[Rows from a pointing dataset]
⁂

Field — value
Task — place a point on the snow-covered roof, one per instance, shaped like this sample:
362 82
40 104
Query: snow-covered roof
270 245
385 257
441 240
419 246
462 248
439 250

⁂

◆ **EXERCISE**
Arrange every line of the items above as a JSON list of strings, with one string per line and blank lines omitted.

◆ **SOLUTION FOR THIS TASK**
[
  "Field — value",
  "Task — place a point on the snow-covered roof, one per instance, shaped like this sample:",
  "362 82",
  "40 104",
  "Query: snow-covered roof",
  "270 245",
  "385 257",
  "441 240",
  "419 246",
  "462 248",
  "439 250"
]